## Data section
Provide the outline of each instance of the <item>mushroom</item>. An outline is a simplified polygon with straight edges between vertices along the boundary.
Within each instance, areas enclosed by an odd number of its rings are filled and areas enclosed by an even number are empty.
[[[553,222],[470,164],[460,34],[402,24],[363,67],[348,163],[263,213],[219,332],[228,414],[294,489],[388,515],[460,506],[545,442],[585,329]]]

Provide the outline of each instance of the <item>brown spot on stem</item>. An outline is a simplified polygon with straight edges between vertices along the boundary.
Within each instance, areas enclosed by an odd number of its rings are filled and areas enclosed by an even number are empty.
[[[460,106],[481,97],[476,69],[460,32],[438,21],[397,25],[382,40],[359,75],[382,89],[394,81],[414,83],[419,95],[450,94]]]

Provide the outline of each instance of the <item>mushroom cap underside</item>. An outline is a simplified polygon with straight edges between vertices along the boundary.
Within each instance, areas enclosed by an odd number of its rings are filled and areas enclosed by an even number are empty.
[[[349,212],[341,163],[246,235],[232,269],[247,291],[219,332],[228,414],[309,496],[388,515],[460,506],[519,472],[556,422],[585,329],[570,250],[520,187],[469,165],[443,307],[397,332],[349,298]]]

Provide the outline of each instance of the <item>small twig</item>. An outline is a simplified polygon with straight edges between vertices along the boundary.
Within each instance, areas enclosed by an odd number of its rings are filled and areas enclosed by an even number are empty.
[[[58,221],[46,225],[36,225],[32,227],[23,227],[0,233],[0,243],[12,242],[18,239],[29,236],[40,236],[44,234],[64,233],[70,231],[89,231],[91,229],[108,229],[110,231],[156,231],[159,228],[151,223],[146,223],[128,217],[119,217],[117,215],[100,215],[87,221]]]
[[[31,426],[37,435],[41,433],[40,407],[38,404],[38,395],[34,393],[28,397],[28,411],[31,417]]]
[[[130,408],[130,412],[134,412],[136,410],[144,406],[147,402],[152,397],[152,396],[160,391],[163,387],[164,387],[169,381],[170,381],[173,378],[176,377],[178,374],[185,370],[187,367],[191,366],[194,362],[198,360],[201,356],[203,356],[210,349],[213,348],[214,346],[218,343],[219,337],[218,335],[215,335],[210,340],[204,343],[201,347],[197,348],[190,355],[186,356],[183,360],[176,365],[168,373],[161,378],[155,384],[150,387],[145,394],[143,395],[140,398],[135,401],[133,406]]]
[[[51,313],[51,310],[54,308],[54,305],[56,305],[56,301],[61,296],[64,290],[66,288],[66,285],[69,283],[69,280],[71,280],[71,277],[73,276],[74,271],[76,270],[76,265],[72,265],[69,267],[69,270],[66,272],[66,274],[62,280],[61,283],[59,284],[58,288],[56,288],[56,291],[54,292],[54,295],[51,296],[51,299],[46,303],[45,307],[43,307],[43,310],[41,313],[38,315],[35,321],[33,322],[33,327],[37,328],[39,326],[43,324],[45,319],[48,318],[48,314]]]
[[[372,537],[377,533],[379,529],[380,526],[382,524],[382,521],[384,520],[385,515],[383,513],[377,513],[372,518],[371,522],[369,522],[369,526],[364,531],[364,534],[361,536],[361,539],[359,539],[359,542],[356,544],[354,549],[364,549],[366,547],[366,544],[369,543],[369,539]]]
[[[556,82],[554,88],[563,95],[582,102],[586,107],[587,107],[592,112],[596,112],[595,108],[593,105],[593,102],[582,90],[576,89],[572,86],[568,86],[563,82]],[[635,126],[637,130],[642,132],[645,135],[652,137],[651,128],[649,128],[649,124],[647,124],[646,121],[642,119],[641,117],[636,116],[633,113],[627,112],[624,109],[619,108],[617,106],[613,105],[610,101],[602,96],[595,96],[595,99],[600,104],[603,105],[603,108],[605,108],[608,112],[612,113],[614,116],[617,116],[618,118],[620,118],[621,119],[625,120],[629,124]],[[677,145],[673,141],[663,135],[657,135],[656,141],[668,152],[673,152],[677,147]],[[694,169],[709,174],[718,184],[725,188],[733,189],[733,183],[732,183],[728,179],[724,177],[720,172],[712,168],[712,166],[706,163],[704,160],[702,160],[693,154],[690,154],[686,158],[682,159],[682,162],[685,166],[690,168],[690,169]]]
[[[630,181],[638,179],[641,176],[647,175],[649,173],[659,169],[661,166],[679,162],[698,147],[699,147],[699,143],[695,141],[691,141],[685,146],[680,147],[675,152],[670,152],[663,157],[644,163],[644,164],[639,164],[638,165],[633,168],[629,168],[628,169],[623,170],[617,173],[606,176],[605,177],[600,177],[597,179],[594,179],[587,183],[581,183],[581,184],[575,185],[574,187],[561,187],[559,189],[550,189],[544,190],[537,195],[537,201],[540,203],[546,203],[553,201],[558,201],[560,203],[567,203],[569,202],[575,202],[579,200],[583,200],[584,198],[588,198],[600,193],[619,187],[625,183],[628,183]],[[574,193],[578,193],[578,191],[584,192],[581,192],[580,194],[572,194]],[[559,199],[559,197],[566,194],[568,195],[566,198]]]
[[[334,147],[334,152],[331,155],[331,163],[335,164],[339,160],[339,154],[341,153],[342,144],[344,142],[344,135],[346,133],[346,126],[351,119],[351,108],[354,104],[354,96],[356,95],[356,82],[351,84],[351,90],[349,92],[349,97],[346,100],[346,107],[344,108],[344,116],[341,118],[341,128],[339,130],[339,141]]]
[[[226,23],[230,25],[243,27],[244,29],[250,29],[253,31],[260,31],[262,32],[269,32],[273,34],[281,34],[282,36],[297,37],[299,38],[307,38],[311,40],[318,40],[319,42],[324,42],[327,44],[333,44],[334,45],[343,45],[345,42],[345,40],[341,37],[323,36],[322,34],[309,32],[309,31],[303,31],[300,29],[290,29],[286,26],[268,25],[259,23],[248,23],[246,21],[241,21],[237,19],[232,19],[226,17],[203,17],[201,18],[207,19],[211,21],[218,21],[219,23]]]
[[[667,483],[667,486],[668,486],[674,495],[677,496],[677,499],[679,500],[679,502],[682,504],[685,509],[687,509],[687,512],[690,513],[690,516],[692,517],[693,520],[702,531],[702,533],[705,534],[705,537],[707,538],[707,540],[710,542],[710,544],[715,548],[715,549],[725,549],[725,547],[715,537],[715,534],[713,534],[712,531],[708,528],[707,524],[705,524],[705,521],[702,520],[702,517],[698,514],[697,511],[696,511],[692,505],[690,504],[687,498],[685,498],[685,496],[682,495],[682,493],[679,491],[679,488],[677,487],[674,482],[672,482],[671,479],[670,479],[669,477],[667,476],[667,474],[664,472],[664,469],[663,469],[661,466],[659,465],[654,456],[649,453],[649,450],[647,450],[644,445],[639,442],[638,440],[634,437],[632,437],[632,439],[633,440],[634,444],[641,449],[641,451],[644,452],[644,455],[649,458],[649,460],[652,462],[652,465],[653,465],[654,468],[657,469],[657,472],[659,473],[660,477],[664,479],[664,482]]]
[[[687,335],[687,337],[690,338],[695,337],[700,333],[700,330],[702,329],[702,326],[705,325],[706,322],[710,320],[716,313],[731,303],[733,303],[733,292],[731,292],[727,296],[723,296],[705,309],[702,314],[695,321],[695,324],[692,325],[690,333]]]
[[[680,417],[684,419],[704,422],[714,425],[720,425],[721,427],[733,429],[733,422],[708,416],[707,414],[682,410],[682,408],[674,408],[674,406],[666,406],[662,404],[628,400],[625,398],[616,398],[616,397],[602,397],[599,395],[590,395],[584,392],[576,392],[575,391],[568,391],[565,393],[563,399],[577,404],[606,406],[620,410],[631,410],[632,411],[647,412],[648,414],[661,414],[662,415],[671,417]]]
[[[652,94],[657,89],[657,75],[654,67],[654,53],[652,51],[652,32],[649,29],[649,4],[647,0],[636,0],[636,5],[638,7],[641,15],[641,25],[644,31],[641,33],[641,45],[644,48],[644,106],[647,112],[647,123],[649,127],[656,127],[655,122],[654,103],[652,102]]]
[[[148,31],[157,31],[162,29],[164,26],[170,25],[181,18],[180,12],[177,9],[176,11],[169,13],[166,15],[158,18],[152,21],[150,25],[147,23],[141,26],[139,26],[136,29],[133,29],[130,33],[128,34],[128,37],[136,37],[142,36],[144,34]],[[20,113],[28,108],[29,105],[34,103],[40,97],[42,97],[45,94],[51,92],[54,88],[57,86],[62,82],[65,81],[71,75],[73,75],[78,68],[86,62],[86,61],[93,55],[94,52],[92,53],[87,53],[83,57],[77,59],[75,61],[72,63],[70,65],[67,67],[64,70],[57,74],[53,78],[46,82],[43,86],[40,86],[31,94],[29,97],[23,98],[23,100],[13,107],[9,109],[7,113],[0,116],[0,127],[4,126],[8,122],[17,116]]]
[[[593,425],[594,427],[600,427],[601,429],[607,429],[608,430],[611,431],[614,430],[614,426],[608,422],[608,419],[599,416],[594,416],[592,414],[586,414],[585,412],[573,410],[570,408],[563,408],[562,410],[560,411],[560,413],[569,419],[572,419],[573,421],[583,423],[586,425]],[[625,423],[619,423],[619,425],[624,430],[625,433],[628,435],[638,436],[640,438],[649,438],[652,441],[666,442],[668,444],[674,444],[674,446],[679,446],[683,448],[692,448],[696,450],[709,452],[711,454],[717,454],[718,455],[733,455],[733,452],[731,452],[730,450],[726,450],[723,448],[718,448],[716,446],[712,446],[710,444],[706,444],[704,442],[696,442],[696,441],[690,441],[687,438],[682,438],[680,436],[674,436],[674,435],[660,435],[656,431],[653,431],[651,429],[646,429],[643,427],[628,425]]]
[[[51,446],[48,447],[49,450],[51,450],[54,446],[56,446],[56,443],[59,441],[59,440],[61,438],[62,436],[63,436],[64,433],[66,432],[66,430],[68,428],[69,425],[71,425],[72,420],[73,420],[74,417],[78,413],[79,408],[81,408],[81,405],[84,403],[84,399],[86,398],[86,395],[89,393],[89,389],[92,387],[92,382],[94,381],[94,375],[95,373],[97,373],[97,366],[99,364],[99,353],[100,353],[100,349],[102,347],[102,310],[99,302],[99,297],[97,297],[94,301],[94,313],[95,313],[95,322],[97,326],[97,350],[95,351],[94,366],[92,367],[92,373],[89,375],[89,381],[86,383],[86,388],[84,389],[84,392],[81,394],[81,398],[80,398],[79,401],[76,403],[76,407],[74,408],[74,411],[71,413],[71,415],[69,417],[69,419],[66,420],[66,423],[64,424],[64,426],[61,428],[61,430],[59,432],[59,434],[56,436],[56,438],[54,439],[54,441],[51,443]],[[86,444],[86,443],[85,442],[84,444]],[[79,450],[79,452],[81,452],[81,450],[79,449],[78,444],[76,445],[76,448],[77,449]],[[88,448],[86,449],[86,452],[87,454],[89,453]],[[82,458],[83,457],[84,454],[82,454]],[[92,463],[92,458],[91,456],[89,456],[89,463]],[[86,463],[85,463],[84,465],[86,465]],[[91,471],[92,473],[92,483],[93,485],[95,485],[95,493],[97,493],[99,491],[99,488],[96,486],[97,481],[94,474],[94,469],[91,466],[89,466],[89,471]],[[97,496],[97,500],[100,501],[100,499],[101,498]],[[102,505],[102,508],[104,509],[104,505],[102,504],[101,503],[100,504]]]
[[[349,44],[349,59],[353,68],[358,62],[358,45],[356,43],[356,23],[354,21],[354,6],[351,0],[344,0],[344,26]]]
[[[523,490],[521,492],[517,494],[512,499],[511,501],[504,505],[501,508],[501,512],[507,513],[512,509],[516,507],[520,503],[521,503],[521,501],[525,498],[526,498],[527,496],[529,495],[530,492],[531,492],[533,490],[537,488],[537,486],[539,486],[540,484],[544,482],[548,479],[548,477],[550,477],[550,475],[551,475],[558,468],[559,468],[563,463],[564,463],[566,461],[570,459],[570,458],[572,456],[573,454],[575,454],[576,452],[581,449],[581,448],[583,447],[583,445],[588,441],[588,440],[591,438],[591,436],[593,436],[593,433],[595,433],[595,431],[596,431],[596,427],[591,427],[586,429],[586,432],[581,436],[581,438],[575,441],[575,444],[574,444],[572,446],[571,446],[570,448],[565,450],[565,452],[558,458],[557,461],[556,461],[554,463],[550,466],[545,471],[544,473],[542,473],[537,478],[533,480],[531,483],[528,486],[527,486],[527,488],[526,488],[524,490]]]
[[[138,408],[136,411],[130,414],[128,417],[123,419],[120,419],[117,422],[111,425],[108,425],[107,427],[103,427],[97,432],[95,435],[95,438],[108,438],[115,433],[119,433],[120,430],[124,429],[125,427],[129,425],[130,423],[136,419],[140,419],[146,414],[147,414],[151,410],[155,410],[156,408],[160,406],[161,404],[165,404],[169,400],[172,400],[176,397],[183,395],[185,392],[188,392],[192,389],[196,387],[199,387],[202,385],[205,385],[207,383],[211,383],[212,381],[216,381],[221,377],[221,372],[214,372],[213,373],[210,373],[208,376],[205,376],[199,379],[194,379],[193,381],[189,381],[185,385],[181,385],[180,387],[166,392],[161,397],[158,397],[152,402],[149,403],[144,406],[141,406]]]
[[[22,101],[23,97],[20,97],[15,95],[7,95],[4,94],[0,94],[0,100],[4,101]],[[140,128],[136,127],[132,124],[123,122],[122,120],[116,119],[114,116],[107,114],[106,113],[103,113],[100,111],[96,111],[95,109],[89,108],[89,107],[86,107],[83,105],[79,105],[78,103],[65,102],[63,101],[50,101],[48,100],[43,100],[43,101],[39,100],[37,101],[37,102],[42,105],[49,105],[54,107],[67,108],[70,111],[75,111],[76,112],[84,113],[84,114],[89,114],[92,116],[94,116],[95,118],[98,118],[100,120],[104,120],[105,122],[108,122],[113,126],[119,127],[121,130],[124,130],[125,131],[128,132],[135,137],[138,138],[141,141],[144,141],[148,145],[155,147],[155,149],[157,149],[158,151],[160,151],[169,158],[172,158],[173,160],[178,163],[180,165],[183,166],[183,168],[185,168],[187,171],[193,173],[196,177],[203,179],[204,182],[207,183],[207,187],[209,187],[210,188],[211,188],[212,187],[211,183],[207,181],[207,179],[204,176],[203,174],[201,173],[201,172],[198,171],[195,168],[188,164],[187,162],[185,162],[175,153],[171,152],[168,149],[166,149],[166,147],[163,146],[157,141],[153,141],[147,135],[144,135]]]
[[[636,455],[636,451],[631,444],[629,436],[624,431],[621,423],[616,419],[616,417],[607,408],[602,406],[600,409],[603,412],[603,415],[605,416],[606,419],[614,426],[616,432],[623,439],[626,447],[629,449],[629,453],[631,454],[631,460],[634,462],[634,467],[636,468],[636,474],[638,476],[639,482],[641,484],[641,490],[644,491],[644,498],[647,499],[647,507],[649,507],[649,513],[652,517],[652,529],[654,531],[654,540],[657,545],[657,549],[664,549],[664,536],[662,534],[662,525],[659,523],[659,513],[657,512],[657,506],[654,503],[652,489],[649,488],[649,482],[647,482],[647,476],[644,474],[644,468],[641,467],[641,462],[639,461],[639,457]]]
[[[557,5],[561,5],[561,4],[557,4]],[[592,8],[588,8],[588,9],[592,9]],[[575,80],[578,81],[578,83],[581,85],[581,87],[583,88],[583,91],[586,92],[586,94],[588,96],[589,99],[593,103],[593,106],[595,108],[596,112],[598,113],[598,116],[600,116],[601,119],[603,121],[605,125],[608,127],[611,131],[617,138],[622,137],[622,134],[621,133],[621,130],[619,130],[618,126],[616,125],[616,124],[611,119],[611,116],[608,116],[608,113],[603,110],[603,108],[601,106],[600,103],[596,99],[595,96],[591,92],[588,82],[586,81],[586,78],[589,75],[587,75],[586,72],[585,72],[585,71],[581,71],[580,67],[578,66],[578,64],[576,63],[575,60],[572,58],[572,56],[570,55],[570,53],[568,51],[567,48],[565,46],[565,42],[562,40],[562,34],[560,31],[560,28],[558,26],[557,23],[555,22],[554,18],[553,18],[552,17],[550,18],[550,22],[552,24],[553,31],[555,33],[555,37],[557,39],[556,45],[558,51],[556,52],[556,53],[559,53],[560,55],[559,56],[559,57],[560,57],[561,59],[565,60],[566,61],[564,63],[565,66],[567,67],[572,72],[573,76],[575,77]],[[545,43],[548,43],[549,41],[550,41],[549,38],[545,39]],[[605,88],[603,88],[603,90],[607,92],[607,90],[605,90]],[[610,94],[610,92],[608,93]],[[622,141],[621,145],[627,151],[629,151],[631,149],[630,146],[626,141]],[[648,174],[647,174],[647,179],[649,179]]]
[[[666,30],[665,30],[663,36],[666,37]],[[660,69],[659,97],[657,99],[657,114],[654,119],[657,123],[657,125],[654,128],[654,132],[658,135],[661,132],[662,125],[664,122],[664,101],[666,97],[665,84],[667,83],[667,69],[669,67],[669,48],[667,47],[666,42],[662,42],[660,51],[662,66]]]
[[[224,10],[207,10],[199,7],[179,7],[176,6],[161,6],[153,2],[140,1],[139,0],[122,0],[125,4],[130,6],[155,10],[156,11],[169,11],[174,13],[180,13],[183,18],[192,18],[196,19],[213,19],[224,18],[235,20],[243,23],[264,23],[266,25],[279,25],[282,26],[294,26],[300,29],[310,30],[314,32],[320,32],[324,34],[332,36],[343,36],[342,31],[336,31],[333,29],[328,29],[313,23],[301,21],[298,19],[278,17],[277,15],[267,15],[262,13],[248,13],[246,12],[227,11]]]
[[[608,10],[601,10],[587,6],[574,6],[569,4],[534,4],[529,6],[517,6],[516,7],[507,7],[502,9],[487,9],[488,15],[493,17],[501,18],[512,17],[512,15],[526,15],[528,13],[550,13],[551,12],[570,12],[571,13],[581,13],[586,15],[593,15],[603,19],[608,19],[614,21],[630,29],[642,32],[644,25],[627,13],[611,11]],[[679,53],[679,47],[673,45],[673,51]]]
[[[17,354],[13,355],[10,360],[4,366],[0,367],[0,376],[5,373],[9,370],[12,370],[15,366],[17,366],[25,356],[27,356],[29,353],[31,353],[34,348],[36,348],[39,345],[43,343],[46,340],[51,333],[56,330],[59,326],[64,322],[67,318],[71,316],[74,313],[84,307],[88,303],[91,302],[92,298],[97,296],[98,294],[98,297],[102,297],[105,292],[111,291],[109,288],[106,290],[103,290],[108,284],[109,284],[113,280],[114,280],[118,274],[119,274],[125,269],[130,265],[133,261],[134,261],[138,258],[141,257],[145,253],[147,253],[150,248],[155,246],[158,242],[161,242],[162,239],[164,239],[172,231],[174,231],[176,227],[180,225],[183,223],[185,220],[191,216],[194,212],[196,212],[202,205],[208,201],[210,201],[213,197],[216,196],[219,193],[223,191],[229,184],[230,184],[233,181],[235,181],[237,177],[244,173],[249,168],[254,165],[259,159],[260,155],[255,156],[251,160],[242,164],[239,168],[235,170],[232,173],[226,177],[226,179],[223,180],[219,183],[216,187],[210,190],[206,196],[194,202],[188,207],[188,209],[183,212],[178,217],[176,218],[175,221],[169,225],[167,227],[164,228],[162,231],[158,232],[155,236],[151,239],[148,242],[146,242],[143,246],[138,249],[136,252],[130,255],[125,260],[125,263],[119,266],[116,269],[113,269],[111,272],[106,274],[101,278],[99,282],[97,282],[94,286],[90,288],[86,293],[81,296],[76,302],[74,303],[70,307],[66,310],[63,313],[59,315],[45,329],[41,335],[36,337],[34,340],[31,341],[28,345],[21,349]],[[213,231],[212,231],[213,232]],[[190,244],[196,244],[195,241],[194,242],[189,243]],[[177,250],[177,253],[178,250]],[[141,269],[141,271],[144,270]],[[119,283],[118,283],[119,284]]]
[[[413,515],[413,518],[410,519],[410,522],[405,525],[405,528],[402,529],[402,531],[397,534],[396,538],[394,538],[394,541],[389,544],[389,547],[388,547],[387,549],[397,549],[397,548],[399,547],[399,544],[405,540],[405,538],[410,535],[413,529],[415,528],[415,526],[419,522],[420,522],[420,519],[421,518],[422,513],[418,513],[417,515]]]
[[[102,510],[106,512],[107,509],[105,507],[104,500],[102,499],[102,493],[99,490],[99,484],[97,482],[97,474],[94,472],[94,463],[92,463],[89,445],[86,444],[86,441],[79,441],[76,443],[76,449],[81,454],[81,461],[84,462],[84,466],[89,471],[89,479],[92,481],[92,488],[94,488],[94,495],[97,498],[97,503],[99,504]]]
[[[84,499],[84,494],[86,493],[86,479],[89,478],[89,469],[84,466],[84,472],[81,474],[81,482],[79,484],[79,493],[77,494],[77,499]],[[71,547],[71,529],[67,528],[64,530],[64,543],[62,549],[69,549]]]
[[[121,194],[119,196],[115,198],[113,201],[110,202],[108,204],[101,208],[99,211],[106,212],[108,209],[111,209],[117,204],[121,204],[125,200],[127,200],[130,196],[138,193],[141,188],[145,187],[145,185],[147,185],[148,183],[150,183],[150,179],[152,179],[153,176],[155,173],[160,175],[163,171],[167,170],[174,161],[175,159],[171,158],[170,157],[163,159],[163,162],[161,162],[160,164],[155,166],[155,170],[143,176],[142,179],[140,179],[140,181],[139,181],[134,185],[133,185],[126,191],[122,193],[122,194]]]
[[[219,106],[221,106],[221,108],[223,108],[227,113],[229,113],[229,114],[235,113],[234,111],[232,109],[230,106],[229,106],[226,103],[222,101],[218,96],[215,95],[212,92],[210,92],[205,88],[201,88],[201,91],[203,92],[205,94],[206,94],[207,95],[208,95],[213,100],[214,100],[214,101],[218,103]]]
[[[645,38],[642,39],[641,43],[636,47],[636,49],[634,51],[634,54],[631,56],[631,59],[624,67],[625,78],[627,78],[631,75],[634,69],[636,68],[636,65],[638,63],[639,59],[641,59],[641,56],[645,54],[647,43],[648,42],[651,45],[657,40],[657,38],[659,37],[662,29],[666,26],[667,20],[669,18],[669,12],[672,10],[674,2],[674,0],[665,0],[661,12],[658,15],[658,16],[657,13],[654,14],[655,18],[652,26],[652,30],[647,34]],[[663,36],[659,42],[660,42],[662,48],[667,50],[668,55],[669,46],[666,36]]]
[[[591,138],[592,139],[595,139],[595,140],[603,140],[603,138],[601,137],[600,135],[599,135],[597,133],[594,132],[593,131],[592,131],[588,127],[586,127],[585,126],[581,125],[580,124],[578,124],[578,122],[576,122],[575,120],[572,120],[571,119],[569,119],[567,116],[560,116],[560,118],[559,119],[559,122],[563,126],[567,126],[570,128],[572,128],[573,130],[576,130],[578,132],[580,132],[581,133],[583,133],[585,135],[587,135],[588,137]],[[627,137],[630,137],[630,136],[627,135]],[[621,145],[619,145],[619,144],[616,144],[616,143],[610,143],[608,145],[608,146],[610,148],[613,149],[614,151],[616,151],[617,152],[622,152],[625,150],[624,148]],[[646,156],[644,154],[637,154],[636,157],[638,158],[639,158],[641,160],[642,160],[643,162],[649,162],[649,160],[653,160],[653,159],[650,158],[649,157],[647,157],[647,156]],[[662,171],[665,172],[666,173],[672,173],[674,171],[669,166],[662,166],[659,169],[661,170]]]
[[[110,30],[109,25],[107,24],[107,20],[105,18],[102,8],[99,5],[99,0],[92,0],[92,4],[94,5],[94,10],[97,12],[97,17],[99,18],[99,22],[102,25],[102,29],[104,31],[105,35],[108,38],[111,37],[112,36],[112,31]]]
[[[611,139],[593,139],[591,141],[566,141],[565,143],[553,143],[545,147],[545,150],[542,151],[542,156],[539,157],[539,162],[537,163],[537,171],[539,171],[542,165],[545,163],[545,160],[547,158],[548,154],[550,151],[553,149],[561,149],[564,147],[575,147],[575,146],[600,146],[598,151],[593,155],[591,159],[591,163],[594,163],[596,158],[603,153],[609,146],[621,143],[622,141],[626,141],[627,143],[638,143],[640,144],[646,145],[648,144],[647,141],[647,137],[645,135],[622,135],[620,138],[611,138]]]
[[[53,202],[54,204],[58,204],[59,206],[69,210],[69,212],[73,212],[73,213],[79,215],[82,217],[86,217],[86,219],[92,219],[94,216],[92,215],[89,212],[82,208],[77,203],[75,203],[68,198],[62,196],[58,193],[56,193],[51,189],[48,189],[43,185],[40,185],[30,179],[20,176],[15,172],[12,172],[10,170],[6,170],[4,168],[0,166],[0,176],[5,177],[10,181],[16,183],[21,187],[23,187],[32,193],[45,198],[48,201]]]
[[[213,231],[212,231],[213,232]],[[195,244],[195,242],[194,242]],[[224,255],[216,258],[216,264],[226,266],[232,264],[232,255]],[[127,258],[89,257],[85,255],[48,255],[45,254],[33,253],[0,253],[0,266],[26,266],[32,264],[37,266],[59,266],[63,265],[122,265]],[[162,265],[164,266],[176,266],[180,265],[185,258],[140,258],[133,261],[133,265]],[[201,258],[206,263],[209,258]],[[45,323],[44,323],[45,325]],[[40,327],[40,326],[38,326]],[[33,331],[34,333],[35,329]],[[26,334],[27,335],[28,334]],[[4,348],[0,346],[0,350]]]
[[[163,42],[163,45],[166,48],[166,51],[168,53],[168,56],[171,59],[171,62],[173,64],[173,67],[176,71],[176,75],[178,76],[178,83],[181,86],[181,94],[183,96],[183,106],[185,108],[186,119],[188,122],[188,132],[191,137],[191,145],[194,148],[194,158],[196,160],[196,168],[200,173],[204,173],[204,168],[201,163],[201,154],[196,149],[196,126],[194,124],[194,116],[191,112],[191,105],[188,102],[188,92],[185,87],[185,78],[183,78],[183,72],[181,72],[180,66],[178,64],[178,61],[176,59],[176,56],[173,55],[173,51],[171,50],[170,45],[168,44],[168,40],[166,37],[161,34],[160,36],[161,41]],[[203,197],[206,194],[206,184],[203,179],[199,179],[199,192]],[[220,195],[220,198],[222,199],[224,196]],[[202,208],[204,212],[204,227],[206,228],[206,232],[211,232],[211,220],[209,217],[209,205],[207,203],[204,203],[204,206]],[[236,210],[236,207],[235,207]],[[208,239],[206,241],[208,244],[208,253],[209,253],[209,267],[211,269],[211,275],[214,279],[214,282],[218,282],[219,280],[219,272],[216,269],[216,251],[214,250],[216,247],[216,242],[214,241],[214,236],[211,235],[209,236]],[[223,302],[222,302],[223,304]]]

## Task to complete
Gather each line of the items above that includes the word "simplified", copying every one in full.

## Answer to this problem
Provide the outline of each instance of the <item>mushroom</item>. An outline is a simplified polygon with straight edges between vertices along the boundary.
Provide the outline of each instance of the <item>brown spot on stem</item>. An outline is a simplified polygon with straight edges between vertices along the boundary.
Provide the outline of each instance of the <item>mushroom cap underside</item>. An outline is a simplified polygon with straight edges between vertices along the boundary.
Provide the outline of each instance of the <item>small twig</item>. An outline is a simplified polygon with straight edges between vertices along the boundary.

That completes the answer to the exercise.